Goal of the exercise -> Return every line of the entries below that contains the word "navy", copying each such line in full.

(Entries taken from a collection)

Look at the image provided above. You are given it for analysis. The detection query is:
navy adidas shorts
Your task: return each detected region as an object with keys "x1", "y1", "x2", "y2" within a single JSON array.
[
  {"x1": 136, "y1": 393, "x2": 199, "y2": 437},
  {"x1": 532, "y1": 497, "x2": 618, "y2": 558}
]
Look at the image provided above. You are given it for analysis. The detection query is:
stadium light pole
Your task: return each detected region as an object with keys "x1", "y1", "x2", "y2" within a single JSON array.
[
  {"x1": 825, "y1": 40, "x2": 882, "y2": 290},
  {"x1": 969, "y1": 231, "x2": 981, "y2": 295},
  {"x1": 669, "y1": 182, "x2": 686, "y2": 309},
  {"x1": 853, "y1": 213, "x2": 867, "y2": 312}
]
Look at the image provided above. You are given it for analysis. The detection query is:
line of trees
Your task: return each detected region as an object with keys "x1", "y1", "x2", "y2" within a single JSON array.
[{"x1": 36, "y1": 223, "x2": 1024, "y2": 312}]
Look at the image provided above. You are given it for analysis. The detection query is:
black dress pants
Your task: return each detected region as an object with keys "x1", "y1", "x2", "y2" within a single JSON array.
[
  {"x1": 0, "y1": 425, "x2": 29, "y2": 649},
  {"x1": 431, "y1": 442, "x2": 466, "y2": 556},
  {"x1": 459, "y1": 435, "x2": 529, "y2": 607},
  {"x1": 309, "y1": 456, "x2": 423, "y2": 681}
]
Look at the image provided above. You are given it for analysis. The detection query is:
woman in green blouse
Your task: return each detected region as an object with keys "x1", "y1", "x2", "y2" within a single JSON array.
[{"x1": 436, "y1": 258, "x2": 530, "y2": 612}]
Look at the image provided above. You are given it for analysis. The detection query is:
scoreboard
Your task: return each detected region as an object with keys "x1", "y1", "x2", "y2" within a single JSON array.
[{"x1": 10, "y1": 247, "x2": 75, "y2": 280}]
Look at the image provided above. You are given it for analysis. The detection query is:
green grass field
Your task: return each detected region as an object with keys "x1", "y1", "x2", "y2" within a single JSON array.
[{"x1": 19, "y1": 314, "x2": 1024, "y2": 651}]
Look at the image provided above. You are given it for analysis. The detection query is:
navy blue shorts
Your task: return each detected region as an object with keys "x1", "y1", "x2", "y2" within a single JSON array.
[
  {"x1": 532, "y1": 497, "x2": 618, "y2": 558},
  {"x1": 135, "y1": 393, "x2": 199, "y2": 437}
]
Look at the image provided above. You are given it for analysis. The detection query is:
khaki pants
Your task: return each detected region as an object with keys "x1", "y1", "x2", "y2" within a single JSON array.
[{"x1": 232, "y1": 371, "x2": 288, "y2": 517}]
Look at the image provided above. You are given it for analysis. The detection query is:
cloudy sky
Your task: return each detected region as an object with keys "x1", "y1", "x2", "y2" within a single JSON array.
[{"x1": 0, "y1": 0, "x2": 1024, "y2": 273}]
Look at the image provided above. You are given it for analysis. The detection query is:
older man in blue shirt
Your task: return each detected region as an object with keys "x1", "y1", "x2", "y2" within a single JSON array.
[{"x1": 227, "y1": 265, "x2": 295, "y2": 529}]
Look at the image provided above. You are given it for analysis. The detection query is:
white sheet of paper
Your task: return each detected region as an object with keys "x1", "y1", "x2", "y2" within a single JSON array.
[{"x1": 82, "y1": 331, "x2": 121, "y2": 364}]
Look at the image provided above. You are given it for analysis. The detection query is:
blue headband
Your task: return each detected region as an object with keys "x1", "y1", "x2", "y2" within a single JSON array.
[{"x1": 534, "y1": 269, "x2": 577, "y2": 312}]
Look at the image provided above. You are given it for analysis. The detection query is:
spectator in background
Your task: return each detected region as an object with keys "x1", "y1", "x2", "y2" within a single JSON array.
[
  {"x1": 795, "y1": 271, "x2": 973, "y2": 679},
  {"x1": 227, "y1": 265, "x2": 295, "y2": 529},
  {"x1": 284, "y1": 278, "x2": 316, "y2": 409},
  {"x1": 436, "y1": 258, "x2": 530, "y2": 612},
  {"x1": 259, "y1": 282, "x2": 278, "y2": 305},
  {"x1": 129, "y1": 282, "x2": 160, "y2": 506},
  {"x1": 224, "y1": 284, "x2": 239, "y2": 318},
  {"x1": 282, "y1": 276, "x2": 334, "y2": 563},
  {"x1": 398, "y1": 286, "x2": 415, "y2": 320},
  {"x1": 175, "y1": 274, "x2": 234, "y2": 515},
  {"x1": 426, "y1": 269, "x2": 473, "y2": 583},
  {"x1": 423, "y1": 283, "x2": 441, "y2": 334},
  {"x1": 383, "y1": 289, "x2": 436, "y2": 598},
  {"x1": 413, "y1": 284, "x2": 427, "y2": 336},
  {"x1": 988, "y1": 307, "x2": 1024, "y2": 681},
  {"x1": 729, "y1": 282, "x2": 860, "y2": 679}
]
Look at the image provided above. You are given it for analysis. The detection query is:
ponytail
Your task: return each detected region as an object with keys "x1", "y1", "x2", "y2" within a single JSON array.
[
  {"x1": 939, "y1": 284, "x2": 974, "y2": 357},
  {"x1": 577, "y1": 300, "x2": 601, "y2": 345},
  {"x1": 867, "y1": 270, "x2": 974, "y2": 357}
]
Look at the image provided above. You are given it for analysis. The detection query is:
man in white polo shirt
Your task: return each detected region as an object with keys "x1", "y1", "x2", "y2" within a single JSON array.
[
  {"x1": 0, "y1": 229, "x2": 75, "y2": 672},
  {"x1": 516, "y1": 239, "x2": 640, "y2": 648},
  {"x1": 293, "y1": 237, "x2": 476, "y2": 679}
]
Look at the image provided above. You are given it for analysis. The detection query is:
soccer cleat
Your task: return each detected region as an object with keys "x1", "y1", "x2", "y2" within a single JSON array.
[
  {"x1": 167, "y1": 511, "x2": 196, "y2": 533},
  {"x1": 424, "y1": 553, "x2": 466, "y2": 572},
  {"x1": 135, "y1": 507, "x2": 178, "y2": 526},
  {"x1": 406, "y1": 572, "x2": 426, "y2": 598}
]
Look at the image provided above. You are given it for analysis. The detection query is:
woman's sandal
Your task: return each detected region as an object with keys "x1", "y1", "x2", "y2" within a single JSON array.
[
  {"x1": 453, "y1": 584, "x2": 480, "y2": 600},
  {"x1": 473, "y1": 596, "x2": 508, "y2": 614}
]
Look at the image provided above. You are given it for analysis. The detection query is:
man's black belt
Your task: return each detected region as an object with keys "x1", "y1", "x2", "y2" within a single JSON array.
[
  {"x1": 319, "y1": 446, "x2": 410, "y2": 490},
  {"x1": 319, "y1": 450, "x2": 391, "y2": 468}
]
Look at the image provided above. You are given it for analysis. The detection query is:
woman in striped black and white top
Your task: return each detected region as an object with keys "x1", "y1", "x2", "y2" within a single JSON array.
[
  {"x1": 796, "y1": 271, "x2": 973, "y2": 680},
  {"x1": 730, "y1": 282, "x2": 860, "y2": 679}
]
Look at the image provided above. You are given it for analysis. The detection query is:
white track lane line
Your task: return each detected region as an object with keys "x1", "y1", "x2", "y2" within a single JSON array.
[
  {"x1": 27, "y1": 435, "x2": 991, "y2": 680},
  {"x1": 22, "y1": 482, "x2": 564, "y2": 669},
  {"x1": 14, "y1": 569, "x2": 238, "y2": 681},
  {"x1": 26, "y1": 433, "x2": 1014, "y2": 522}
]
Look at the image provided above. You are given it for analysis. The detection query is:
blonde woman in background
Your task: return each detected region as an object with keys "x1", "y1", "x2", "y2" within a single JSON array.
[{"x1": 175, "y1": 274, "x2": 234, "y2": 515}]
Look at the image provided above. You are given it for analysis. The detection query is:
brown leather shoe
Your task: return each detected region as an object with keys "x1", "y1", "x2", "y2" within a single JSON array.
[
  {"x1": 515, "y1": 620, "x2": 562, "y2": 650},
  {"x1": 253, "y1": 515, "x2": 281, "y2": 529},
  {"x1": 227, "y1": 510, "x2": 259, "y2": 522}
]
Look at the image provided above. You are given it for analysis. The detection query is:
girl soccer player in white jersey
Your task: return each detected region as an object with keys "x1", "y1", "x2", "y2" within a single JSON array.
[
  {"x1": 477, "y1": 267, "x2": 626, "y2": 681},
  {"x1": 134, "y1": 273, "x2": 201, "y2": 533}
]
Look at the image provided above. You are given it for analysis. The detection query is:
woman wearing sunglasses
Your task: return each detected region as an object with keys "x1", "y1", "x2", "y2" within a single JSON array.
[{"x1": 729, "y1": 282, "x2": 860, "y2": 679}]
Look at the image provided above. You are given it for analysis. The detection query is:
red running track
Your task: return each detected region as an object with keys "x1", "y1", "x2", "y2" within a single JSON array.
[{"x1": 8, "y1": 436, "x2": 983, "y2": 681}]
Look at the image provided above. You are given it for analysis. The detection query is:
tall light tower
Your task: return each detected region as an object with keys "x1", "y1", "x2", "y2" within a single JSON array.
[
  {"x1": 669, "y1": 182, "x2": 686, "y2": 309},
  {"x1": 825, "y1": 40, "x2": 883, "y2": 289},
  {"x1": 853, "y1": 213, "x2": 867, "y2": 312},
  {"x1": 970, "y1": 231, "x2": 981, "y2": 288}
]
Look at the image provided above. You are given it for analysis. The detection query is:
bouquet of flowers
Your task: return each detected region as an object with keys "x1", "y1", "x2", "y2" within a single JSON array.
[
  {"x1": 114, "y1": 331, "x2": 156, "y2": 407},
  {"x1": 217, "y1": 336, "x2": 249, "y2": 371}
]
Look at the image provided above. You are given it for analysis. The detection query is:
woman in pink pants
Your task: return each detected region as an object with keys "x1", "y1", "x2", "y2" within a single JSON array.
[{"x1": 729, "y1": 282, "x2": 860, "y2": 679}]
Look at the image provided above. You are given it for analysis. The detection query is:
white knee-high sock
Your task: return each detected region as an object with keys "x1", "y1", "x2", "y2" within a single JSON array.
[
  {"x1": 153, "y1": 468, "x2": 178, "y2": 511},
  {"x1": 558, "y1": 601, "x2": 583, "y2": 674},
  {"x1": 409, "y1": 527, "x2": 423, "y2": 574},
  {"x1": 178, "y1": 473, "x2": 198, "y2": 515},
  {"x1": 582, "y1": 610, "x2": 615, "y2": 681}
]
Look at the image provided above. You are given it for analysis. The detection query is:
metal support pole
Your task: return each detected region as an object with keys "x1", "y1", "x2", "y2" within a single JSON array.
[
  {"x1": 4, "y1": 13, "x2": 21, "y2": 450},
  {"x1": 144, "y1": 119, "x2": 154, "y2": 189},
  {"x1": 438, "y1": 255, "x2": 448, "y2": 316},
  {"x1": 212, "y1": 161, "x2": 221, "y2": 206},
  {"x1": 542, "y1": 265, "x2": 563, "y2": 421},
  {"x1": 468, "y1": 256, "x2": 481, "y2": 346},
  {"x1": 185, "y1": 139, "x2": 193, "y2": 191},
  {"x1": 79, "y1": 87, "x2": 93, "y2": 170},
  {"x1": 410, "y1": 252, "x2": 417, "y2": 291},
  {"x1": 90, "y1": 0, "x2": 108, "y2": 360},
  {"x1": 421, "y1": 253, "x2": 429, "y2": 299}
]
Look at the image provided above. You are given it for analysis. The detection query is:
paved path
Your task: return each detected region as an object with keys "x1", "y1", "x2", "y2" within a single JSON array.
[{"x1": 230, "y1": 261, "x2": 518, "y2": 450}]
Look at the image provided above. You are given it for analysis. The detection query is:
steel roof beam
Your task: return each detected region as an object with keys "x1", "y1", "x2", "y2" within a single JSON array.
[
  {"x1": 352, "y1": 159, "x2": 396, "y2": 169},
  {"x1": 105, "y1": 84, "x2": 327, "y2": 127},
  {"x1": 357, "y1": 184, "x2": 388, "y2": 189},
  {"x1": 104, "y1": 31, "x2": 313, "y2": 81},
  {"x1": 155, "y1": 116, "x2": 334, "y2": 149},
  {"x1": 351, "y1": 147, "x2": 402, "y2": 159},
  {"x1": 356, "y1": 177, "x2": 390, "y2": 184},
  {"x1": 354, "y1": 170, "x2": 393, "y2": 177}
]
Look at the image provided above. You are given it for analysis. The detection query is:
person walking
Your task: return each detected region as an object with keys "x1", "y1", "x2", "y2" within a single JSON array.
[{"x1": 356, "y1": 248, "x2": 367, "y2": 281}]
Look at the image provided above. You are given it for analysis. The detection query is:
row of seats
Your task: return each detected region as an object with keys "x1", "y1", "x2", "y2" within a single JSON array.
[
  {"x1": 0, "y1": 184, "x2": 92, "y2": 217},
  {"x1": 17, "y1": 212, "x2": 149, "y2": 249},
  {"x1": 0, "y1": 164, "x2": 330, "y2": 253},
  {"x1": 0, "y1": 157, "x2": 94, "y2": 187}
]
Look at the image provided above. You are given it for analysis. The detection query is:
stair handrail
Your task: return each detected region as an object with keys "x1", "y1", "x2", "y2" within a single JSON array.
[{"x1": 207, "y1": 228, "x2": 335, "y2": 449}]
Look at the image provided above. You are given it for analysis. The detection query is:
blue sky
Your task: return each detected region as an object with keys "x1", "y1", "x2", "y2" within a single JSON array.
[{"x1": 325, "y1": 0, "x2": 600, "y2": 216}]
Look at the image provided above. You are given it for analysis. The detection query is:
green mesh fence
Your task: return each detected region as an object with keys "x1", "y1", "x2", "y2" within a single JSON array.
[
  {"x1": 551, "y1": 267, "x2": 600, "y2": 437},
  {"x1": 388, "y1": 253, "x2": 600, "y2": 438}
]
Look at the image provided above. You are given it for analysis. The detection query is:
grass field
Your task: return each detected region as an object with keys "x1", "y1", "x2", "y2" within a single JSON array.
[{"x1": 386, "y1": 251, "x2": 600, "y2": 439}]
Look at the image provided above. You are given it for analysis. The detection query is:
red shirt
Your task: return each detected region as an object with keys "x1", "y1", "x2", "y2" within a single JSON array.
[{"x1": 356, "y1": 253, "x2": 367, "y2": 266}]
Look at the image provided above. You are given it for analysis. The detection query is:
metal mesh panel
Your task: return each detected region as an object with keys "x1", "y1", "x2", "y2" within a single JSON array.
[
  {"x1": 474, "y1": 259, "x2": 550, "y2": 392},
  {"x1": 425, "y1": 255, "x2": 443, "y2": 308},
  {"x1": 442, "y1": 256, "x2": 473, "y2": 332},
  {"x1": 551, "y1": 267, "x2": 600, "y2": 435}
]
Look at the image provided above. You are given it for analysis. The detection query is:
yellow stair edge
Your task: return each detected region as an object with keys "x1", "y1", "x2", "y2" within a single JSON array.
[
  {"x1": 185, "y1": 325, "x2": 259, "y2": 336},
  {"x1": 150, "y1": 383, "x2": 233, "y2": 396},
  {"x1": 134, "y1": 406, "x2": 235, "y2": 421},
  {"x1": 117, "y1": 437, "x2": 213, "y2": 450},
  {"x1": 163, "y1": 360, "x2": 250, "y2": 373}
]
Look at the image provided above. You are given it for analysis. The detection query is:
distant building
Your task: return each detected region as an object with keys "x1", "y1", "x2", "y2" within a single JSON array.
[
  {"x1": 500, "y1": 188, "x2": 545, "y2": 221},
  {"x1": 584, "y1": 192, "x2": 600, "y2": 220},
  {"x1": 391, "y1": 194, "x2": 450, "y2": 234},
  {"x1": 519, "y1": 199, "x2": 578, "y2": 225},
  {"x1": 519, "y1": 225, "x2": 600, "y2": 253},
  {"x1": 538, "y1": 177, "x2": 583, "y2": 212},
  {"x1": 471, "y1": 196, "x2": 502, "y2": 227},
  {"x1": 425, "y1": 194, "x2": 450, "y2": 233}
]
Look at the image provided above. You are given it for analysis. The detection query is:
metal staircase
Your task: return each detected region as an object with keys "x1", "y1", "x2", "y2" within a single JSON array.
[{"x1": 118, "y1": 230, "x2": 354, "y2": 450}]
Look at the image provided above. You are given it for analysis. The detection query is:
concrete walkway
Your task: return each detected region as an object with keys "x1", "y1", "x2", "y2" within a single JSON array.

Task solution ->
navy adidas shorts
navy blue shorts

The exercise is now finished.